Instructions for the task:
Turn the lines below into a Markdown table with the columns Row and Line, putting a row number beside each line and leaving out blank lines and pictures.

────

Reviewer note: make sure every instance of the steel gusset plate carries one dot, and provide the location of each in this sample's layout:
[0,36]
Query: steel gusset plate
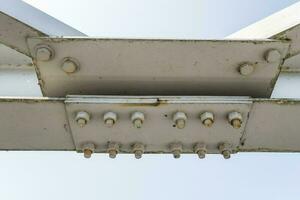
[157,67]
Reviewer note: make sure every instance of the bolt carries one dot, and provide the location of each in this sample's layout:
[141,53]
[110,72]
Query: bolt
[176,149]
[225,150]
[200,149]
[207,119]
[112,149]
[88,150]
[110,119]
[179,119]
[82,118]
[138,150]
[137,119]
[70,65]
[44,52]
[235,119]
[246,69]
[273,56]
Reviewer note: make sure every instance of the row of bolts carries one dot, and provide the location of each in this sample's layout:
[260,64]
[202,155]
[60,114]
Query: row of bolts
[179,118]
[176,148]
[71,65]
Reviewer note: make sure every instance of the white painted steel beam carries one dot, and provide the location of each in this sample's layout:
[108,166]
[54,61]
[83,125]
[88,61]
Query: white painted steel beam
[158,67]
[51,124]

────

Answer for the task:
| Row | Line |
|---|---|
| 1 | Reviewer note: make sure every instance of the steel gusset plate carries one dot, and provide the location of each in this sample's layout: |
| 2 | [0,36] |
| 3 | Query: steel gusset plate |
| 4 | [157,67] |
| 5 | Reviewer note: make sure every instance of the bolt carries one dot, and provide the location of each in this sample's layout: |
| 6 | [141,53] |
| 7 | [110,72] |
| 8 | Query: bolt |
| 9 | [176,149] |
| 10 | [225,150] |
| 11 | [200,149] |
| 12 | [207,119] |
| 13 | [112,149] |
| 14 | [88,150] |
| 15 | [110,119] |
| 16 | [179,119] |
| 17 | [82,118] |
| 18 | [138,150] |
| 19 | [137,119] |
| 20 | [70,65] |
| 21 | [44,52] |
| 22 | [235,119] |
| 23 | [246,69] |
| 24 | [273,56] |
| 25 | Reviewer note: make sure every instance of the row of bolts carries one dot, and provide the location of each in this sample's layout: |
| 26 | [260,64] |
| 27 | [202,155] |
| 28 | [60,114] |
| 29 | Query: row of bolts |
| 30 | [179,118] |
| 31 | [176,148] |
| 32 | [71,65] |
| 33 | Reviewer note: make sure every instance of the white painted steel beam carries one dot, and provide the location of each in this sample's layout: |
| 34 | [108,166] |
| 35 | [54,61] |
| 36 | [83,125] |
| 37 | [88,61] |
| 38 | Query: white painted steel beam |
| 39 | [158,67] |
| 40 | [51,124] |